Start of WORKING DATA

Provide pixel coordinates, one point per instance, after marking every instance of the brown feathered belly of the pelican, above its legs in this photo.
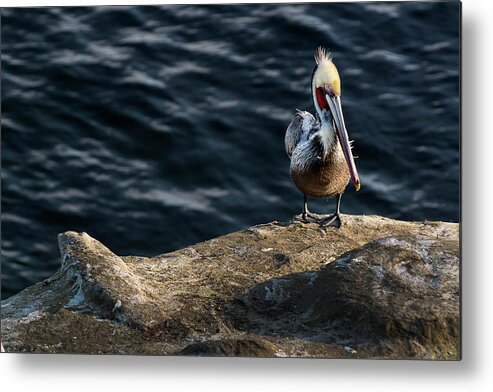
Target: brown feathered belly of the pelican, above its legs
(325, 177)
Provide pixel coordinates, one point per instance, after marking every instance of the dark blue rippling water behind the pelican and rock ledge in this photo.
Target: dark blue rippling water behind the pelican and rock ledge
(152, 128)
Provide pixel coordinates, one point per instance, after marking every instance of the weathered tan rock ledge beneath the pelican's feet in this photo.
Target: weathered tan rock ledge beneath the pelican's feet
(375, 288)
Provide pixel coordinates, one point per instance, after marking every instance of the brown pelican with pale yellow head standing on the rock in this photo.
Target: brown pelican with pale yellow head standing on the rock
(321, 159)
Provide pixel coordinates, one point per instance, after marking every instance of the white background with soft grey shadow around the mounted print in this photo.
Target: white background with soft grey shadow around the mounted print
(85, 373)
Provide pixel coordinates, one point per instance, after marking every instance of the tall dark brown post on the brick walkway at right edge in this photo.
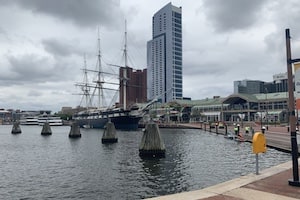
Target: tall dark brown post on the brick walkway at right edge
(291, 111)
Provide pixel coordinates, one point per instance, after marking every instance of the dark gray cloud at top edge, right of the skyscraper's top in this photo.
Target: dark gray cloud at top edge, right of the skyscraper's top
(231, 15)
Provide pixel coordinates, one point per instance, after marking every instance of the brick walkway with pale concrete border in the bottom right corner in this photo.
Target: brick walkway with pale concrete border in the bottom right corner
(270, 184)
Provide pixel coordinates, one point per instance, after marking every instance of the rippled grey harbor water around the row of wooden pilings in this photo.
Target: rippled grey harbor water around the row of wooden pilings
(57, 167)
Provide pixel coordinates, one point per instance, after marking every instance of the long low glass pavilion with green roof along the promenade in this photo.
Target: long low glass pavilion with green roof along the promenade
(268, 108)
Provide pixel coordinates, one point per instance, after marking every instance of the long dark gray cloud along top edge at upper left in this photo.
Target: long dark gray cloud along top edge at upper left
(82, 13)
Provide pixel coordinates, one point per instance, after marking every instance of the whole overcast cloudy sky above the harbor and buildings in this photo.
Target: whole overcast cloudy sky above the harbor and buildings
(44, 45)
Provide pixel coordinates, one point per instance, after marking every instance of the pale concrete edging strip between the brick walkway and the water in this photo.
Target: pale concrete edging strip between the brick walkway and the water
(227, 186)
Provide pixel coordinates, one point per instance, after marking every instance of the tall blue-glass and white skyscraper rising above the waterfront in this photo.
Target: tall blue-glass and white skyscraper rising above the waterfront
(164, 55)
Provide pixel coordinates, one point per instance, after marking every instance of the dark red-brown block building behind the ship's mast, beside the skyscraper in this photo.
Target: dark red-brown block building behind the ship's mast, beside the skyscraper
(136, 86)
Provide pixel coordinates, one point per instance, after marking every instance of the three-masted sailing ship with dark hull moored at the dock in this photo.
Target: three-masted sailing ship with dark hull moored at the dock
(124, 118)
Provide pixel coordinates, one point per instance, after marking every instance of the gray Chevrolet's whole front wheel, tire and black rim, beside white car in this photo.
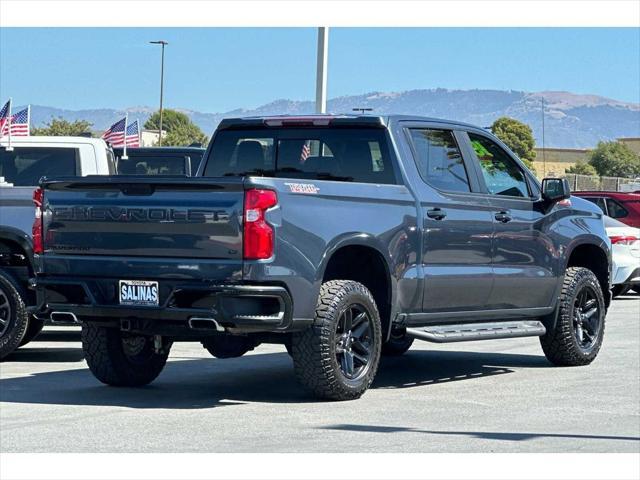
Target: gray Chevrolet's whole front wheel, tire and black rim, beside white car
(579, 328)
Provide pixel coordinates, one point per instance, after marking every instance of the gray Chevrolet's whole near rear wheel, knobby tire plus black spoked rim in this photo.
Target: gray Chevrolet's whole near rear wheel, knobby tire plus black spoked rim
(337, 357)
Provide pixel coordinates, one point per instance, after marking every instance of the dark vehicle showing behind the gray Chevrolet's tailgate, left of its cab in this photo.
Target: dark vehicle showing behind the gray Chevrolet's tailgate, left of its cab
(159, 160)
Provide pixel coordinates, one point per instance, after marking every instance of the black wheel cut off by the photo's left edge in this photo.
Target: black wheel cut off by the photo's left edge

End of WORKING DATA

> _WHAT TO PRODUCE_:
Without the pictures, restate each entry exactly.

> _ANSWER TO THIS PROBLEM_:
Provide pixel coordinates, one point per instance, after marking every instance of the brown feathered belly of the pelican, above its legs in this photo.
Target: brown feathered belly of the pelican, above its legs
(325, 177)
Provide pixel coordinates, one point per instance, after marking every instance of the dark blue rippling water behind the pelican and rock ledge in this photo.
Target: dark blue rippling water behind the pelican and rock ledge
(152, 128)
Provide pixel coordinates, one point per instance, after marking every instance of the weathered tan rock ledge beneath the pelican's feet in this photo.
Target: weathered tan rock ledge beneath the pelican's feet
(375, 288)
Provide pixel coordinates, one point per instance, after marking every instance of the brown pelican with pale yellow head standing on the rock in this photo.
Target: brown pelican with pale yellow head standing on the rock
(321, 159)
Provide pixel coordinates, one point per instance, after marking every instance of the white background with soft grey shadow around the mounted print in this photo.
Target: white background with soft grey shadow around the mounted print
(85, 373)
Provide pixel coordinates, one point per instance, after marking every instance of the tall dark brown post on the brick walkway at right edge in this photo.
Target: tall dark brown post on the brick walkway at right edge
(291, 111)
Provide pixel coordinates, one point per instance, after marking every instance of the dark gray cloud at top edge, right of the skyscraper's top in this photo.
Target: dark gray cloud at top edge, right of the skyscraper's top
(231, 15)
Provide pixel coordinates, one point per instance, after marking every instance of the brick walkway with pale concrete border in the bottom right corner in this photo.
Target: brick walkway with pale concrete border in the bottom right corner
(270, 184)
Provide pixel coordinates, one point per instance, after marking every instance of the rippled grey harbor water around the row of wooden pilings in this photo.
Target: rippled grey harbor water around the row of wooden pilings
(57, 167)
Provide pixel coordinates, one point per instance, after marking every instance of the long low glass pavilion with green roof along the promenade in this photo.
Target: long low glass pavilion with green roof along the promenade
(268, 108)
Provide pixel coordinates, one point per instance, after marking every instance of the long dark gray cloud along top edge at upper left in this photo.
Target: long dark gray cloud along top edge at upper left
(82, 13)
Provide pixel coordinates, one point per instance, after marking every instance of the whole overcast cloudy sky above the harbor and buildings in this photo.
Target: whole overcast cloudy sky above the harbor and buildings
(44, 45)
Provide pixel coordinates, one point per instance, after marking every instance of the pale concrete edging strip between the brick walkway and the water in this photo.
Target: pale concrete edging strip between the brick walkway and the water
(227, 186)
Provide pixel coordinates, one point per instance, after marking every instance of the tall blue-glass and white skyscraper rising above the waterfront in this photo.
Target: tall blue-glass and white skyscraper rising above the waterfront
(164, 55)
Provide pixel coordinates, one point per instance, after marking every instance of the dark red-brown block building behind the ship's mast, beside the skyscraper in this photo.
Target: dark red-brown block building behind the ship's mast, beside the skyscraper
(136, 86)
Provide pixel coordinates, one point per instance, after marking every instance of the three-masted sailing ship with dark hull moored at the dock in this photo.
Target: three-masted sailing ship with dark hull moored at the dock
(124, 118)
Provide pixel coordinates, one point per instance, after marking every instance of the gray Chevrolet's whole front wheel, tire and black rim, beside white car in this photo.
Target: gray Chevrolet's whole front wheel, tire and black rim, beside white car
(579, 328)
Provide pixel coordinates, one point per instance, after marking every instance of the gray Chevrolet's whole near rear wheel, knobby tire plus black spoked rim in this photo.
Target: gray Chevrolet's whole near rear wheel, knobby tire plus black spoked rim
(337, 357)
Provide pixel coordinates, one point per instance, after marking every instance of the dark vehicle showing behind the gray Chevrolet's tailgate, left of its cab in this photo.
Target: dark vehicle showing behind the gray Chevrolet's tailgate, left of its cab
(159, 160)
Provide pixel coordinates, one point per instance, after marking every instance of the black wheel cut off by the photo's left edge in this photo.
Target: black wheel cut off by the photo's left edge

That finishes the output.